> [Problem to work on]:
Count the lines in the records below that contain the word "shoreline", with case counting, and reply with only that number.

* begin Records for this exercise *

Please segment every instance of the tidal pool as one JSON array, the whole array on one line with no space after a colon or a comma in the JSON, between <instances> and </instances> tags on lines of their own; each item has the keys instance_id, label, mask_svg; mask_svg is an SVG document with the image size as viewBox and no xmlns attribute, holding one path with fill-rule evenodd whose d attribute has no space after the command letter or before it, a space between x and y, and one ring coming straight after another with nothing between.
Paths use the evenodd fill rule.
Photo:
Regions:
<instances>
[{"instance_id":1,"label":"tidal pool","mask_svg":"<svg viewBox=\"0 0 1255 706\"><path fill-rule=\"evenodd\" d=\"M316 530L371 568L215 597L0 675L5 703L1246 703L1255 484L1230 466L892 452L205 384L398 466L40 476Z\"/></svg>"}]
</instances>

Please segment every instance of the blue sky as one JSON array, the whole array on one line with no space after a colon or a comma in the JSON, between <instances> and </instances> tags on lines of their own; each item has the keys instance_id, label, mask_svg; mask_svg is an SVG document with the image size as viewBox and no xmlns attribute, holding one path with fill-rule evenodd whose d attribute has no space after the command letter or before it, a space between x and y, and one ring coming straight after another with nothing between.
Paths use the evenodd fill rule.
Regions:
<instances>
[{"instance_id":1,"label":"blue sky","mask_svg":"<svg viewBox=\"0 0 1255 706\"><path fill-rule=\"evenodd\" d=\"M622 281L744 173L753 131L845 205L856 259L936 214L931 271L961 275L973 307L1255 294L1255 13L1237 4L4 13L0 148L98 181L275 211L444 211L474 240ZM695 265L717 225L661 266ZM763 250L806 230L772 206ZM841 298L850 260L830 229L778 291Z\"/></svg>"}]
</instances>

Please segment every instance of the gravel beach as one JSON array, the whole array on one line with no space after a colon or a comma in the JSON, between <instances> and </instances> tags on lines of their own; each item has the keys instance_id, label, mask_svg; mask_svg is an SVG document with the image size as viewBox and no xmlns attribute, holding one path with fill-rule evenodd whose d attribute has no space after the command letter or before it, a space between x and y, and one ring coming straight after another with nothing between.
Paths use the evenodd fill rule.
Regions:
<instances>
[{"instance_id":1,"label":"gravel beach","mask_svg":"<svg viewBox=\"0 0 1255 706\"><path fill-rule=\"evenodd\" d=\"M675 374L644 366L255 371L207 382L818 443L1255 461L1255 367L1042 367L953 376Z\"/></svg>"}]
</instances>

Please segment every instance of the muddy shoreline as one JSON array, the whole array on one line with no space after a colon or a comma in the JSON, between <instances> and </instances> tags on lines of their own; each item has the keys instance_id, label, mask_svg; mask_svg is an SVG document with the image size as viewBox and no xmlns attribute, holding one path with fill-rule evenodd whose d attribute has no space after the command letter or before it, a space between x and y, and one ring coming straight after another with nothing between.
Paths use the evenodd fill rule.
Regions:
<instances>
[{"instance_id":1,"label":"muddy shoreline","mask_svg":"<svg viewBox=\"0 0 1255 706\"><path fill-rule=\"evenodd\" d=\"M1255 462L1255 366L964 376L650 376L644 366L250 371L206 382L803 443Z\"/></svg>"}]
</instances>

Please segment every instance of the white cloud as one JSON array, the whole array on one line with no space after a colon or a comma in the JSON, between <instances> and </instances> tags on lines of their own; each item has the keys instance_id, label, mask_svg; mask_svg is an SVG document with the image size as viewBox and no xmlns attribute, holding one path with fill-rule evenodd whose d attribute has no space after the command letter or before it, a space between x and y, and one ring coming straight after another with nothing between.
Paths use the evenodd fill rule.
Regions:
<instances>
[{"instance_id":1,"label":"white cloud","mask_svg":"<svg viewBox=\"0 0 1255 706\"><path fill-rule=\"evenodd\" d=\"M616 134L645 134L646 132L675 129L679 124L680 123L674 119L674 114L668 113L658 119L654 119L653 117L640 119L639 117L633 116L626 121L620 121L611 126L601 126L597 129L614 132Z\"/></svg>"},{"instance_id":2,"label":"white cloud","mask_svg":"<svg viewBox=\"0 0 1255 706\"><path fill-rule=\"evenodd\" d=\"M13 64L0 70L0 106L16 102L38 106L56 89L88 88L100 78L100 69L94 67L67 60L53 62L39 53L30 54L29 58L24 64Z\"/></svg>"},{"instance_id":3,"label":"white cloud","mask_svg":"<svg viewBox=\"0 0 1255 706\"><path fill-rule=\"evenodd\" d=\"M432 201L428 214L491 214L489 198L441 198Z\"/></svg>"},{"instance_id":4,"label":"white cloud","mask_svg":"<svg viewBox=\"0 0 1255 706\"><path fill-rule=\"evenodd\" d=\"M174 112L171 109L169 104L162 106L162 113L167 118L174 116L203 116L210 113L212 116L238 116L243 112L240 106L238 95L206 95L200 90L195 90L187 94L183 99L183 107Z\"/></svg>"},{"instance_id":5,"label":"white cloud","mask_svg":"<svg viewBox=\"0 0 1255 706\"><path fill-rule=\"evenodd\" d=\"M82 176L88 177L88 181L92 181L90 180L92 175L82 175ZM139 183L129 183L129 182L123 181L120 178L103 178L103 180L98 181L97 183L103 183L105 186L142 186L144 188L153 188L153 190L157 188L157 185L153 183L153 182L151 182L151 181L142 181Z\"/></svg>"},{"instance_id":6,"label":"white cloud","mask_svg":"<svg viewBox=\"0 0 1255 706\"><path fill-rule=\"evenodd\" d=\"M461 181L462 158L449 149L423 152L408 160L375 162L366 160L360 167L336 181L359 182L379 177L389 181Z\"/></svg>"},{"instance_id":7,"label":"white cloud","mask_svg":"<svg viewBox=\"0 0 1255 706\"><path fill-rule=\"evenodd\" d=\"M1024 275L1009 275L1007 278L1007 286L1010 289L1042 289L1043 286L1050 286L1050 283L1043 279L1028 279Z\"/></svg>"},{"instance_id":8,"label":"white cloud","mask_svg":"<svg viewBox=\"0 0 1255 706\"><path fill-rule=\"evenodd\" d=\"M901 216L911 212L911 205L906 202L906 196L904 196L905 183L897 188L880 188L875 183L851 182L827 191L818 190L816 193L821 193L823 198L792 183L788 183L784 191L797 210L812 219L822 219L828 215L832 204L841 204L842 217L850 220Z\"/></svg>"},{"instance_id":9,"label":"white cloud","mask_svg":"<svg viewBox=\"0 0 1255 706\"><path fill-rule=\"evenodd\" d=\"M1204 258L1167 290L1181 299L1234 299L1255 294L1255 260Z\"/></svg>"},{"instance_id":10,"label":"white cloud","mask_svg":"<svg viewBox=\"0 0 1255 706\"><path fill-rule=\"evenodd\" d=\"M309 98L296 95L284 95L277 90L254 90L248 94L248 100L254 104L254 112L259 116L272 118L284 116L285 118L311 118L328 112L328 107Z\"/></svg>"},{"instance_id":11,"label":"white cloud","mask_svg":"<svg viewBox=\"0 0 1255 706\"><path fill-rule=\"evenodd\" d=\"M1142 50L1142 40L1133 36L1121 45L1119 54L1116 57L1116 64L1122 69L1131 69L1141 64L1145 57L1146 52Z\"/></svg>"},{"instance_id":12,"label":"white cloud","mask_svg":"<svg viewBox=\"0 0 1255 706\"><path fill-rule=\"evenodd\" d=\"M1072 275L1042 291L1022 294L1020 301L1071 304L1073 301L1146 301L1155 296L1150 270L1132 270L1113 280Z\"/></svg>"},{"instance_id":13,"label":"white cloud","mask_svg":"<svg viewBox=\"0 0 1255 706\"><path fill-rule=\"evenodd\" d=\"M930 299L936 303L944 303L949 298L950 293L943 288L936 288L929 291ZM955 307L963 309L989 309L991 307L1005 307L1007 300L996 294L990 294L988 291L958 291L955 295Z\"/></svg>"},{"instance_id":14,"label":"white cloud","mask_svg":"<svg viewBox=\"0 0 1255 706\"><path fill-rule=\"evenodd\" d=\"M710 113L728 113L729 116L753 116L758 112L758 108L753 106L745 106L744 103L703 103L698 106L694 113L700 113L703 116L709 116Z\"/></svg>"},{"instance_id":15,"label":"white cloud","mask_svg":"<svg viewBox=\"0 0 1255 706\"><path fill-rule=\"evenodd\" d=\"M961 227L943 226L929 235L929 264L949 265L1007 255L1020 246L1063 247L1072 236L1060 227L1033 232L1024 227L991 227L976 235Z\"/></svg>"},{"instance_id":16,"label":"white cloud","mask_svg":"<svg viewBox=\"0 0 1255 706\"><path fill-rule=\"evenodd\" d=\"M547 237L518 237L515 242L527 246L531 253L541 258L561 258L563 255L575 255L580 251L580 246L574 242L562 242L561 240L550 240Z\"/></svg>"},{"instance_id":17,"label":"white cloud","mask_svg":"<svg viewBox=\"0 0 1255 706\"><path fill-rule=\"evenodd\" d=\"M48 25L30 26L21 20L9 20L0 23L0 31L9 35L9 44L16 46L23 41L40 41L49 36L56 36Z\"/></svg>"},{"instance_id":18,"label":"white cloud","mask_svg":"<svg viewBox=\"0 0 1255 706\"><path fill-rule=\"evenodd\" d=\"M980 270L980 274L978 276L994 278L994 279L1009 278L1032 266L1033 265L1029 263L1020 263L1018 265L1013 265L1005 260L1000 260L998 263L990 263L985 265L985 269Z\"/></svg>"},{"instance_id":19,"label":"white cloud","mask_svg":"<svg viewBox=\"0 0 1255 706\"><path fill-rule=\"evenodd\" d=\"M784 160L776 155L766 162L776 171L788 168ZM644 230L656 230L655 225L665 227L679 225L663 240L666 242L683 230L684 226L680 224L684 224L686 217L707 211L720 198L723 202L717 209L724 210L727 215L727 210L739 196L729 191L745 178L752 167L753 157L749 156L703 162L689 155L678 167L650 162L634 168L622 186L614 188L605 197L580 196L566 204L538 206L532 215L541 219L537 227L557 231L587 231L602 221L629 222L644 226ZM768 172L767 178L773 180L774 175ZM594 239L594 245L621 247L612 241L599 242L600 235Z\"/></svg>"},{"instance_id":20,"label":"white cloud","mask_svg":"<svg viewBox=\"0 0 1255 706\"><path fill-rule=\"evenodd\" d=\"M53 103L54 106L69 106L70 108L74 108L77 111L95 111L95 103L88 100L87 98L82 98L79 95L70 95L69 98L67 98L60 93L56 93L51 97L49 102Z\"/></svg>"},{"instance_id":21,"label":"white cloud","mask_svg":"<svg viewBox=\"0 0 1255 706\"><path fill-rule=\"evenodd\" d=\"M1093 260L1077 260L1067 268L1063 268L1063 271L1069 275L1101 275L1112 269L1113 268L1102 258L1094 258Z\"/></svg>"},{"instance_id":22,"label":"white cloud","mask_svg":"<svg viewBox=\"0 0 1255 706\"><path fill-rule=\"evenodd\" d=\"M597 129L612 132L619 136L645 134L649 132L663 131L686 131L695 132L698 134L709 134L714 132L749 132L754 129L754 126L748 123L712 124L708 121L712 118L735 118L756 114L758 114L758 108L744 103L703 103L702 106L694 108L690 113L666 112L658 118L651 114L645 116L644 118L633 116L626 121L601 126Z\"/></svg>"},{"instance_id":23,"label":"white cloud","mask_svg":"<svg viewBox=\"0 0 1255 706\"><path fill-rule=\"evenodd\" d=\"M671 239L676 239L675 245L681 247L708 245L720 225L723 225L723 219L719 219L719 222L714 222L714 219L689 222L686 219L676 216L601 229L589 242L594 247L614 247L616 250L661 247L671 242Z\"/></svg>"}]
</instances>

* end Records for this exercise *

> [Answer to the exercise]:
2